▶ [Task set]:
(A) In the forum post about duplicate archive entries, which table holds the archived changes made to an entry?
(B) For each statement, say whether it agrees with the forum post about duplicate archive entries, and quote the deciding words: (i) Every row in the gridview stands for a different entry. (ii) The old update process made an archive record only for the entry the user changed. (iii) Some of the gridview columns are dropdowns.
(C) Extend the forum post about duplicate archive entries, starting right after its final sentence.

How can I clear out duplicate entries in an archiv

2019-08-08 06:47发布

问题:

Some background info: I am working on updating an application for a company, and we have a gridview with several columns in it, which vary from labels, to textfields, to dropdowns. Each row in the gridview is for a different 'Entry' which resides in my 'Entry' Table. When a user changes one of these columns (updates the value selected in the dropdown, changes text in the textfield, etc) they WERE clicking an 'update button' which then inserted the change that was made into our 'EntryLog' table. This is how we archive all the changes made to a particular entry. The issue is, the old implementation of the update process would create an archive record for ALL of the entries in the gridview for that page, even when the user only actually updated ONE entry. This means that when a user updated one entry, our 'EntryLog' table was getting flooded with additional archive records that in reality were identical to the previous one (meaning nothing was actually changed for that entry)

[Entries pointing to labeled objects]

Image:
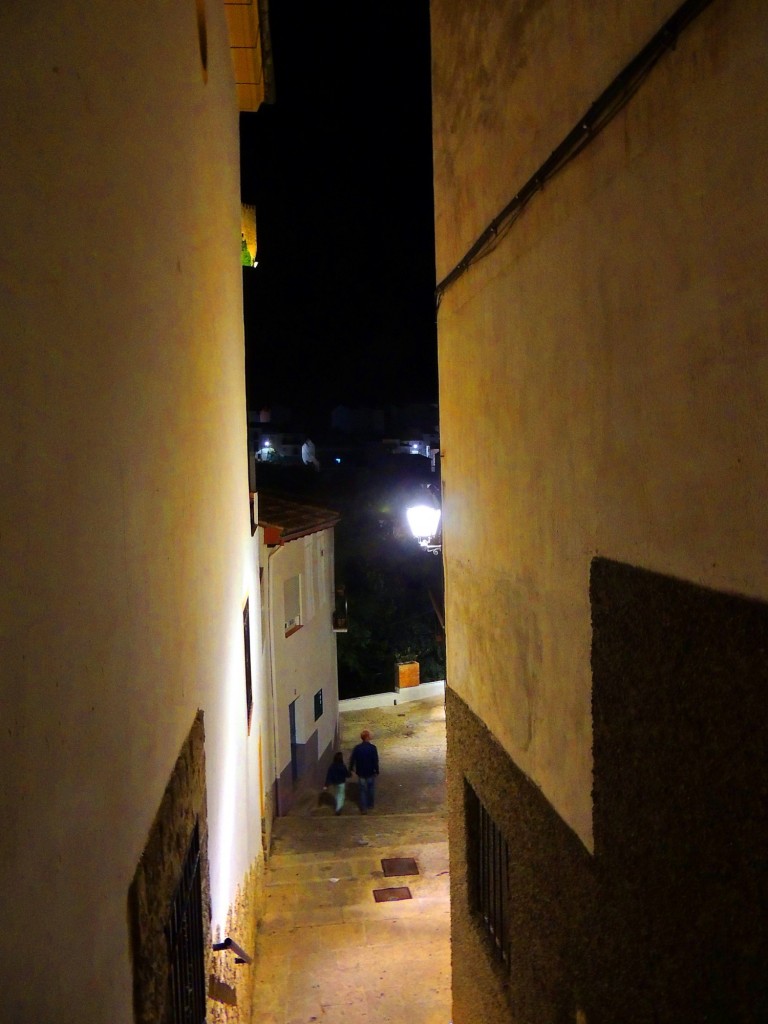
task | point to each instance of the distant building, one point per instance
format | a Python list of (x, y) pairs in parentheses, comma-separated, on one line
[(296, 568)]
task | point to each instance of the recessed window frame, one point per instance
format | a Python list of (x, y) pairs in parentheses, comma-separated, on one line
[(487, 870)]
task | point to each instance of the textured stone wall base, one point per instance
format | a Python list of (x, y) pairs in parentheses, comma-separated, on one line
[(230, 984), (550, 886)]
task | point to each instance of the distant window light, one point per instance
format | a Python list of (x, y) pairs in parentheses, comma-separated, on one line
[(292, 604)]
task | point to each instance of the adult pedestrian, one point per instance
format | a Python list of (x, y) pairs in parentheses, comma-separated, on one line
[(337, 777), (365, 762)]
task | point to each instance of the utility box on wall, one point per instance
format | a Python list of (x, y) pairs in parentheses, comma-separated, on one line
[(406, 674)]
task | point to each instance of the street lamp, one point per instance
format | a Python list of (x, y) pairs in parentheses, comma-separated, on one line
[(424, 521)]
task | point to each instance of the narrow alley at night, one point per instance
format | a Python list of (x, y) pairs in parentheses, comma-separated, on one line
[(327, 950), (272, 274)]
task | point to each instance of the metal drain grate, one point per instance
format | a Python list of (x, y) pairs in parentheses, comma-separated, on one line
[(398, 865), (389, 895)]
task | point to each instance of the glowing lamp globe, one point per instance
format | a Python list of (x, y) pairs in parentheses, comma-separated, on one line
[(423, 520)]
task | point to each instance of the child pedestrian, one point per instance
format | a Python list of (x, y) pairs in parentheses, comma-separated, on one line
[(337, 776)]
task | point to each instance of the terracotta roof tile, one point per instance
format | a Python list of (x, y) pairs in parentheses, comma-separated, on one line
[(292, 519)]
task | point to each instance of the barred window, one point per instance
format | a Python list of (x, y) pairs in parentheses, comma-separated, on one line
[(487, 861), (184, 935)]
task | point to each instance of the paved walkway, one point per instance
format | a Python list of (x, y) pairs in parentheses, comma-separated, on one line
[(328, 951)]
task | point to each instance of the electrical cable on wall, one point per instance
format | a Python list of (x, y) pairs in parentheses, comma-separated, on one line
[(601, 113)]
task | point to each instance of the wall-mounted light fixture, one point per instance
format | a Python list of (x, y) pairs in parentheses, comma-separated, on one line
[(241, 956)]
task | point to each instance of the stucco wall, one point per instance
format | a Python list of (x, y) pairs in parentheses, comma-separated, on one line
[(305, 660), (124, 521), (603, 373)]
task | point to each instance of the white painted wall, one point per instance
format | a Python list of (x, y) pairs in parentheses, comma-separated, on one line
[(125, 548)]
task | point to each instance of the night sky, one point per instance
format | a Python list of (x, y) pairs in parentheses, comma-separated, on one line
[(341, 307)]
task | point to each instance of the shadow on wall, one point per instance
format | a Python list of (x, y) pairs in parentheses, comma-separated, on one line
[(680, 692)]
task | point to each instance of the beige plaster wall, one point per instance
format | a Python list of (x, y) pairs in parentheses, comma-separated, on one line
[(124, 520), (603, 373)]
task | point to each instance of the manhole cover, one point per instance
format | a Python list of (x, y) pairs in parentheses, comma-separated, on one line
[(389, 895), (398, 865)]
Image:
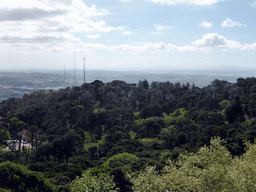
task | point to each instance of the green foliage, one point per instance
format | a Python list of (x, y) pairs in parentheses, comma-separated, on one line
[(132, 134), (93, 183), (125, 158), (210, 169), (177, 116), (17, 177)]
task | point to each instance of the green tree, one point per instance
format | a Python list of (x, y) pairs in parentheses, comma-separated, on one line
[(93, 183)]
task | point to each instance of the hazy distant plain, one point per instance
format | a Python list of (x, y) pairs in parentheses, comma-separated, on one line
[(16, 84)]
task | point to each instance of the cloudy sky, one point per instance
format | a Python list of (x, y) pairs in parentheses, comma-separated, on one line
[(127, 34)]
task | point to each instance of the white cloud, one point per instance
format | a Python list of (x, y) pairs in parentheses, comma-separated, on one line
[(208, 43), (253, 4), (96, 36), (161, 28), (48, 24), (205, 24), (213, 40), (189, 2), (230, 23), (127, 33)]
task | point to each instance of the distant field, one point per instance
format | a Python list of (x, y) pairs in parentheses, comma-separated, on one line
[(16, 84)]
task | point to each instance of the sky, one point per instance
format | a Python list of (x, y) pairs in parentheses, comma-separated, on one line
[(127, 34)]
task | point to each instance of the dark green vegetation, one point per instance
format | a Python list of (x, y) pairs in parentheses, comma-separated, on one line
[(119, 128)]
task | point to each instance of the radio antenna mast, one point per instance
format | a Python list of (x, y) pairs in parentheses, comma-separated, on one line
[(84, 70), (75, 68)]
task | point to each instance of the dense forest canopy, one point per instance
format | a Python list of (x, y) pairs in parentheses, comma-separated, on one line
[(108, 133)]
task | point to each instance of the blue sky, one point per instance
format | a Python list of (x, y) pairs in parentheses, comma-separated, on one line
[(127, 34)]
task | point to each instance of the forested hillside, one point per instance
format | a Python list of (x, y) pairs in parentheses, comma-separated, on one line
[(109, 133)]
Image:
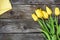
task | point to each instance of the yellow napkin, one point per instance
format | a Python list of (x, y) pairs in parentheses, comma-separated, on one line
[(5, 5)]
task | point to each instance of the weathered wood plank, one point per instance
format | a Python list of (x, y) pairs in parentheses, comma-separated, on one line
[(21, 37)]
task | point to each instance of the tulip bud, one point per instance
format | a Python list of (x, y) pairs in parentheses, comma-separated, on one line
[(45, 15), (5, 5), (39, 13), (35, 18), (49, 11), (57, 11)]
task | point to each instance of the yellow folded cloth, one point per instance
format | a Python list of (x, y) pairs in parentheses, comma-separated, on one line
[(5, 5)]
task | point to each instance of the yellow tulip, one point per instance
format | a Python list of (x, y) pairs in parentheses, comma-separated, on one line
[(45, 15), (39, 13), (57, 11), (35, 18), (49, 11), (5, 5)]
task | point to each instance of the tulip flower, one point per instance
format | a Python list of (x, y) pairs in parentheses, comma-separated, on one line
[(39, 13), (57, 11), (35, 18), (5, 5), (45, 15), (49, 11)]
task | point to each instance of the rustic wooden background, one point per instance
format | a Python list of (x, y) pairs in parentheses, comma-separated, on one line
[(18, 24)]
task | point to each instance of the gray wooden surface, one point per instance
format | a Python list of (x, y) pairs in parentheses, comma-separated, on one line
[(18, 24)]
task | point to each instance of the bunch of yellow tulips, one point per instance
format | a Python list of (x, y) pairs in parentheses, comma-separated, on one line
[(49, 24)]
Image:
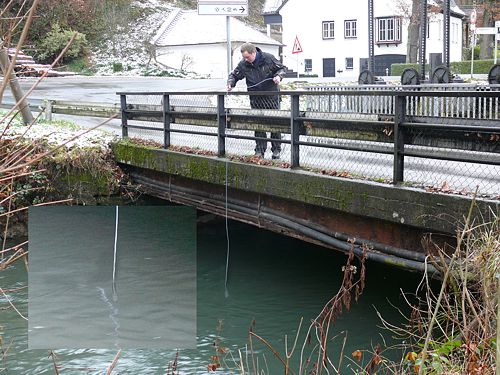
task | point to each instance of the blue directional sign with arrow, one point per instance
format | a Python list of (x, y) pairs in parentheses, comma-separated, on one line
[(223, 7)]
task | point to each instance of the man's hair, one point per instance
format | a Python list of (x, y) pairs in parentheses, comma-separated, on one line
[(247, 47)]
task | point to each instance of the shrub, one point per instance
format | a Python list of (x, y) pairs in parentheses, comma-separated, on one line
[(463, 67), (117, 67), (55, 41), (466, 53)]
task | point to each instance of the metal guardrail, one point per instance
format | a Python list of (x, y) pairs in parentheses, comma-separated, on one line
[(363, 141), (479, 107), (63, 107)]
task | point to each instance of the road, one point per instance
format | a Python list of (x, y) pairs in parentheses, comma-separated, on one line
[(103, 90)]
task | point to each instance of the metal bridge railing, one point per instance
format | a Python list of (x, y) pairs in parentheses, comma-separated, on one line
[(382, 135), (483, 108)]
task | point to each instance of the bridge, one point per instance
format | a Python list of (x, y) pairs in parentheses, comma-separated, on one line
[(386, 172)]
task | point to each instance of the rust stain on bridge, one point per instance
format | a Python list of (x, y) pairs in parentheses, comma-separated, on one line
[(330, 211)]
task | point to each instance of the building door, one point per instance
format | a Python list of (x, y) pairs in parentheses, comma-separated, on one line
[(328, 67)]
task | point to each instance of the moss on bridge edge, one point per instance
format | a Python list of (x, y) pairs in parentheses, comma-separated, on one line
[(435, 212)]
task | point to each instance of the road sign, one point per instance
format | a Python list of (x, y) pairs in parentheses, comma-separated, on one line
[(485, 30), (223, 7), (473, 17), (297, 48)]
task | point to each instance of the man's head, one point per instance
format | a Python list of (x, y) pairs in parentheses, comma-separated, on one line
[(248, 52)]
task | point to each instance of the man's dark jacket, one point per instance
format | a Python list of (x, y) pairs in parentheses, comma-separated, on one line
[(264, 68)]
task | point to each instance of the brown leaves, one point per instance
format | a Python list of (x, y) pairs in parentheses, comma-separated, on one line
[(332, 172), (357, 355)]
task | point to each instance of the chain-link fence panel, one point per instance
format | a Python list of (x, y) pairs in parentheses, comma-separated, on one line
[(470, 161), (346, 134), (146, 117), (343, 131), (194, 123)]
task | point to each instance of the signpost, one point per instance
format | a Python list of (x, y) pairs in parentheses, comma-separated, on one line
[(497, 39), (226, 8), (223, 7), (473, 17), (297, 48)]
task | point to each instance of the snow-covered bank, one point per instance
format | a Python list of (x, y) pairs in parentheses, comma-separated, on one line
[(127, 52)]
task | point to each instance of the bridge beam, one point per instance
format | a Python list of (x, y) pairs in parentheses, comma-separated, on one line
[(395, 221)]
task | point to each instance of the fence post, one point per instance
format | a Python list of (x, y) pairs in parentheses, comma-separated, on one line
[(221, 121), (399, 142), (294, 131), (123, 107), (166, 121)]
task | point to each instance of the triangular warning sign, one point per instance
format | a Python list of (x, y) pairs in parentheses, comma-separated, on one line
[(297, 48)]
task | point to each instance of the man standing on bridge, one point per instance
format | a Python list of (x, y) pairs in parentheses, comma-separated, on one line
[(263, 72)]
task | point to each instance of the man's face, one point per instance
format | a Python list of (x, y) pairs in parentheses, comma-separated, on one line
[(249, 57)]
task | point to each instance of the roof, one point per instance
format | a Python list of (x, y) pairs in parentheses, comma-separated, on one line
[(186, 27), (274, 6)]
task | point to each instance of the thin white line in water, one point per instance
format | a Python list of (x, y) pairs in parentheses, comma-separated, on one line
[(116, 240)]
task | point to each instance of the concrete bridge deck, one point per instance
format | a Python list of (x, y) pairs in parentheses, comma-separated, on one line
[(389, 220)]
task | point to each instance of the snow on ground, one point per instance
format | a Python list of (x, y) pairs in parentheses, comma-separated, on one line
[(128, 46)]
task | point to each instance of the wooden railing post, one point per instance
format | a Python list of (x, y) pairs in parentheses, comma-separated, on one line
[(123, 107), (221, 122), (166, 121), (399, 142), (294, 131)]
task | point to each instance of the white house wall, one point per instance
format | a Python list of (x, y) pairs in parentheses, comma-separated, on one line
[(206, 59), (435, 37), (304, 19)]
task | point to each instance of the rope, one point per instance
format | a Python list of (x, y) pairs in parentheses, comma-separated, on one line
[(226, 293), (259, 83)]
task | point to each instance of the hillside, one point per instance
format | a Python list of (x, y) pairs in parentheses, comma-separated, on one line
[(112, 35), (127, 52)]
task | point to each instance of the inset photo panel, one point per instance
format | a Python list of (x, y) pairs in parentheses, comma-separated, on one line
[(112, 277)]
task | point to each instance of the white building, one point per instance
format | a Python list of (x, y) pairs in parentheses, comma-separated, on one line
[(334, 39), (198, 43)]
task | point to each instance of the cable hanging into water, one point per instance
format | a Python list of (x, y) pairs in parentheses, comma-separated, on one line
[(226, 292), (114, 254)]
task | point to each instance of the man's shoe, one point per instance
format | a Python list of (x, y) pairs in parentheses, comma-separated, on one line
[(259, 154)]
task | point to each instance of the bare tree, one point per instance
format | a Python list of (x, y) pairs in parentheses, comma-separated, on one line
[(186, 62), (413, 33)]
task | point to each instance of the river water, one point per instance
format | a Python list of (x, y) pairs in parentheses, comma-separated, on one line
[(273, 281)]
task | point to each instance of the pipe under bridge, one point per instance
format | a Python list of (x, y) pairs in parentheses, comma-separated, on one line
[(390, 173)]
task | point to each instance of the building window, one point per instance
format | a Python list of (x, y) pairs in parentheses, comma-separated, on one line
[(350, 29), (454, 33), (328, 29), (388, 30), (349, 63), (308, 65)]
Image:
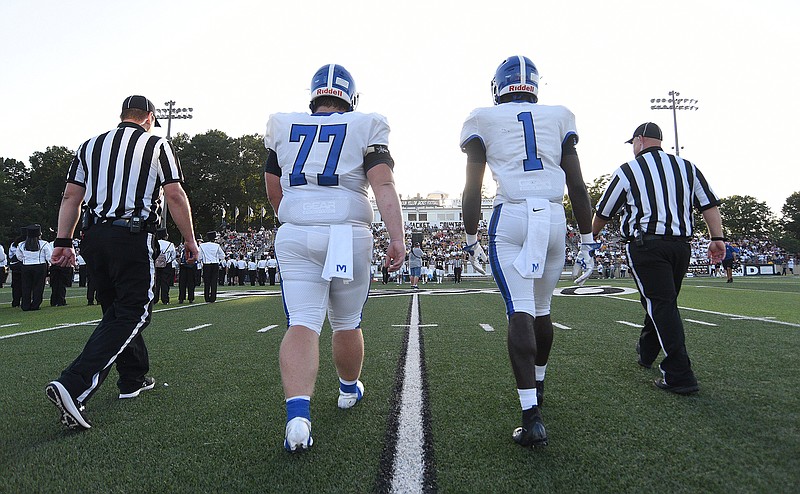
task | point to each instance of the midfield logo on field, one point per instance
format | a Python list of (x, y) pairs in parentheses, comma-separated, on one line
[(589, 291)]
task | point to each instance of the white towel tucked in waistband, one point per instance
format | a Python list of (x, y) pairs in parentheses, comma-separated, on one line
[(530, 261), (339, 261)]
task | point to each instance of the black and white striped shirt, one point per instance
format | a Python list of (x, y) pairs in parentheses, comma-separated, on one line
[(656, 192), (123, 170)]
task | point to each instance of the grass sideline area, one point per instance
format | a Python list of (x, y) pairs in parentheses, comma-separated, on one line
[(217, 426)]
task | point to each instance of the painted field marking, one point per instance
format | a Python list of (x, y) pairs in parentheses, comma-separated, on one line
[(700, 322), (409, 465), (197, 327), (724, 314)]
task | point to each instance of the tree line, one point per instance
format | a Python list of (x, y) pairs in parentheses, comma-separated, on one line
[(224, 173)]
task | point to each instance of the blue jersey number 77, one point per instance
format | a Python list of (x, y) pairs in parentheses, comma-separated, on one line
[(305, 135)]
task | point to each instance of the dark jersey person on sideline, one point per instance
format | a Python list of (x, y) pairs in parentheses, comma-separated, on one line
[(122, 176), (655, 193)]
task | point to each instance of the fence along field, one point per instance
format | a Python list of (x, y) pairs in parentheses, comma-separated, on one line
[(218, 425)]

▶ [Task-by-task outputs]:
(A) The 'EntryLog' table.

(B)
(i) Yes: "Each row in the gridview is for a different 'Entry' which resides in my 'Entry' Table."
(ii) No: "the old implementation of the update process would create an archive record for ALL of the entries in the gridview for that page, even when the user only actually updated ONE entry."
(iii) Yes: "which vary from labels, to textfields, to dropdowns."

(C)
Onto the question: I have already solved the issue by implementing functionality that only creates an archived record for the single row in the gridview that was modified, but now I am left with the task of cleaning out our 'EntryLog' table of all of those falsely archived records. If I had to phrase what I am trying to do in English I would say: I want to delete all of the Logs (by LogID [unique ID for each archive entry] ) where each column value is the same as the previous Log column values and have the same 'EntryID' (unique ID for each ENTRY itself, meaning there are many instances of each EntryID in the 'EntryLog' table. )

I am unsure how to even begin to safely phrase this in T-SQL and any help or nudge in the right direction would be greatly appreciated.

回答1:

Use the CHECKSUM() function to see if the data is identical, without checking every single column.

Assume you have something like this:

create table #t (log_id int, c varchar(10), d int, log_date date)

insert #t values
(1, 'aaaaa', 1, '20140101'),
(1, 'aaaaa', 1, '20140102'),
(1, 'aaaaa', 1, '20140103'),
(1, 'bbbbb', 1, '20140104'),
(2, 'ccc', 10, '20140103'),
(2, 'cdd', 10, '20140105')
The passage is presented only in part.